Find every line in the records that contains the word "window" and copy each such line in full. Treat case as significant.

**Material provided:**
+++
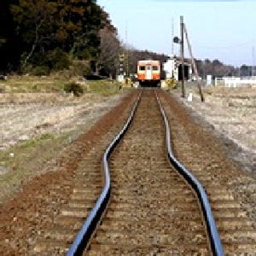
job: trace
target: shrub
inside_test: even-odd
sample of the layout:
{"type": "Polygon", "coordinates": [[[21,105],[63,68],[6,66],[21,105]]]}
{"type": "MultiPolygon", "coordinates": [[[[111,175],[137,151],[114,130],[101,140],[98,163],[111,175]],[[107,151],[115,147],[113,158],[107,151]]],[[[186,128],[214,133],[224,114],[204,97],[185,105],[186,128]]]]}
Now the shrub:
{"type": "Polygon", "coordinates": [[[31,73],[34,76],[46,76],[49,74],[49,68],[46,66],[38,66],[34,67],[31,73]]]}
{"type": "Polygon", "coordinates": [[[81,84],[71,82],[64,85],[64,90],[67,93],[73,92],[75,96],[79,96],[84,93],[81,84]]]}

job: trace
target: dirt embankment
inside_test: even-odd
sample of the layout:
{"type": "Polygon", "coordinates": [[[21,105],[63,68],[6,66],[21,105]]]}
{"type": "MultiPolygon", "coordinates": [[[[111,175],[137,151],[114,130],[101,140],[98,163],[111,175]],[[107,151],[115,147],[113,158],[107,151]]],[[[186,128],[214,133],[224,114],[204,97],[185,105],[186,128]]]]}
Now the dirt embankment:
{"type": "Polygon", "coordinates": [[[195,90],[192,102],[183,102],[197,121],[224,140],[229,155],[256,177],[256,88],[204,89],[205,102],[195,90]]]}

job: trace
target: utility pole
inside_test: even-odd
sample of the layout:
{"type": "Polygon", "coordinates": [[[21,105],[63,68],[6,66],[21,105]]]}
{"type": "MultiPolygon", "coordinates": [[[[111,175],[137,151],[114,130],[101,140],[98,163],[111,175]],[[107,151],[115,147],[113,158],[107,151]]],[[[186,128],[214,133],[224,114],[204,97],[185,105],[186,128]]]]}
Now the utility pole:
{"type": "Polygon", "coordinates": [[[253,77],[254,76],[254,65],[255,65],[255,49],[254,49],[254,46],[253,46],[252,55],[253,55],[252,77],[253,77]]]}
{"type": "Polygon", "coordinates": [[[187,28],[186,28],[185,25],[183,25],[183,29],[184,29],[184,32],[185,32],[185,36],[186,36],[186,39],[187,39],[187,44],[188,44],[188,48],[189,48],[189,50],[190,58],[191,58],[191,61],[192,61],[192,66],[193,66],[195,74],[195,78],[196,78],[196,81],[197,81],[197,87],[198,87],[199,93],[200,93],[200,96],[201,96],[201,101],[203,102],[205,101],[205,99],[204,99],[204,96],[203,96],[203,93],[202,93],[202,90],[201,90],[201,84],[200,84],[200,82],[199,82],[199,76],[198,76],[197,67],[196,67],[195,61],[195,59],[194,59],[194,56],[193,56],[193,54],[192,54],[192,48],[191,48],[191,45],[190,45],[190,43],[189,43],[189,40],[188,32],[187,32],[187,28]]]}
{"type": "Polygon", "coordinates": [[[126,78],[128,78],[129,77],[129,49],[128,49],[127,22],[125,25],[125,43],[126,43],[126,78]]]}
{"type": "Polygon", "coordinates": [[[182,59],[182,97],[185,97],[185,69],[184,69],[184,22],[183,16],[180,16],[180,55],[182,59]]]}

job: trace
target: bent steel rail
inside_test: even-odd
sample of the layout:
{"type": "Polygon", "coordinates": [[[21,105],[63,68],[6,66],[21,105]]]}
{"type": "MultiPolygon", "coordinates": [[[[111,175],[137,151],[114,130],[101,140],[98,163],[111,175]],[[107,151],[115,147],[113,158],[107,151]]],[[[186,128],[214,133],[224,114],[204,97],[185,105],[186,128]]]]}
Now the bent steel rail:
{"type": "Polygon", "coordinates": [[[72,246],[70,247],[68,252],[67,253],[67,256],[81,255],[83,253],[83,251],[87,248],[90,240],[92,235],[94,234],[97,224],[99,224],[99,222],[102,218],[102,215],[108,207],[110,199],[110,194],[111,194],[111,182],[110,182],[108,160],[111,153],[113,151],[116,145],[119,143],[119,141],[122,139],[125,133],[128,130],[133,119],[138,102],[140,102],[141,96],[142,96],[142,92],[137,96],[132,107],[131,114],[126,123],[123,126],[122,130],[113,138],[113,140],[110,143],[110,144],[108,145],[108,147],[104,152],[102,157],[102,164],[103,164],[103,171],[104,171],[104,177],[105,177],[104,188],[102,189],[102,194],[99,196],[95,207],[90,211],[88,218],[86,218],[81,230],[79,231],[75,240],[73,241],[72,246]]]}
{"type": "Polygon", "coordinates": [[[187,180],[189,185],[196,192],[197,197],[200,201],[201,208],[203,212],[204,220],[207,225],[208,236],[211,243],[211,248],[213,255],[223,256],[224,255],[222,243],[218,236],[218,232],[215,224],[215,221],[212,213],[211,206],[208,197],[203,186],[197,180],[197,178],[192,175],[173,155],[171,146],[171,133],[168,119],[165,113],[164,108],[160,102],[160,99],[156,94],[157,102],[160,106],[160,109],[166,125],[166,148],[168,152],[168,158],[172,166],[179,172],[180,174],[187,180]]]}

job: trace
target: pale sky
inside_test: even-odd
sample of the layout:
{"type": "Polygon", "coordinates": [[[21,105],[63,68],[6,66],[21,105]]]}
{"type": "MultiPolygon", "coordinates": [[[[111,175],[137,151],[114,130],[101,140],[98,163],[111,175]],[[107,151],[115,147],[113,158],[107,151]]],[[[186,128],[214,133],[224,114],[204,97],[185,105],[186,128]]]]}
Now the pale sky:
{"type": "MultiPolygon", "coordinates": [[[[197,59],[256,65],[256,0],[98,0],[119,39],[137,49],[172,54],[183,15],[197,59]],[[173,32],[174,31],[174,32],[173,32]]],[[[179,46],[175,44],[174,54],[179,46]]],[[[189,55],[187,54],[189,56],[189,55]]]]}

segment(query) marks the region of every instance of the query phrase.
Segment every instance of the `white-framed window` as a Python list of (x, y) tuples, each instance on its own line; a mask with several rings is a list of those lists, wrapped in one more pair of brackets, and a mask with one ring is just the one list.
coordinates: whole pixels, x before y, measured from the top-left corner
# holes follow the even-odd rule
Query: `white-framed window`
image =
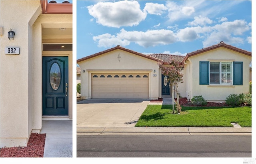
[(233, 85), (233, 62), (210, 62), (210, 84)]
+++
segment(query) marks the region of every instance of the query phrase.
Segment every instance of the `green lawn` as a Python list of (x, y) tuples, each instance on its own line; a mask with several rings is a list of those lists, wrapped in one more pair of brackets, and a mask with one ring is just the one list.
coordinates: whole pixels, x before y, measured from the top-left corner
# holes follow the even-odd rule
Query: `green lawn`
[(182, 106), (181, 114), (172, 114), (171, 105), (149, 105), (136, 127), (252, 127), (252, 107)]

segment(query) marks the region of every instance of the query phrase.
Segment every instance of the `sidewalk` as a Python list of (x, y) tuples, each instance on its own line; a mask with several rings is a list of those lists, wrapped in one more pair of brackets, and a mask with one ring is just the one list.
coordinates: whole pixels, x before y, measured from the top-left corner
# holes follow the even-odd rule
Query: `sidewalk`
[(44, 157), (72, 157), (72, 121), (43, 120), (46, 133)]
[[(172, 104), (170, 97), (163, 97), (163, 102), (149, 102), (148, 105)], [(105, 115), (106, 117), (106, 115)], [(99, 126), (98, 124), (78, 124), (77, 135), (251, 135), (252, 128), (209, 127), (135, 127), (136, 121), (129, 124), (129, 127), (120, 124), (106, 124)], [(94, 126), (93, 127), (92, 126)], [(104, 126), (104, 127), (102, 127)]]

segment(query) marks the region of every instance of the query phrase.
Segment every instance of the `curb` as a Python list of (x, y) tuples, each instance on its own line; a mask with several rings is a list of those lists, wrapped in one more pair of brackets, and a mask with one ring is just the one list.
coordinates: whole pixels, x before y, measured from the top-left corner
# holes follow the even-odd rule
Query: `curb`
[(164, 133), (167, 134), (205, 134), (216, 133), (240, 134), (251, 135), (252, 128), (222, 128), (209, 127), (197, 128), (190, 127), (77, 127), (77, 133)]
+++
**Answer to this exercise:**
Segment every instance of the `white-framed window` as a Python list of (x, y) tuples, each instance on its own line; a mask with several rings is a list of those lists, wrapped in one more pair of brackets, and a mask with one ring is just the one list.
Query: `white-framed window`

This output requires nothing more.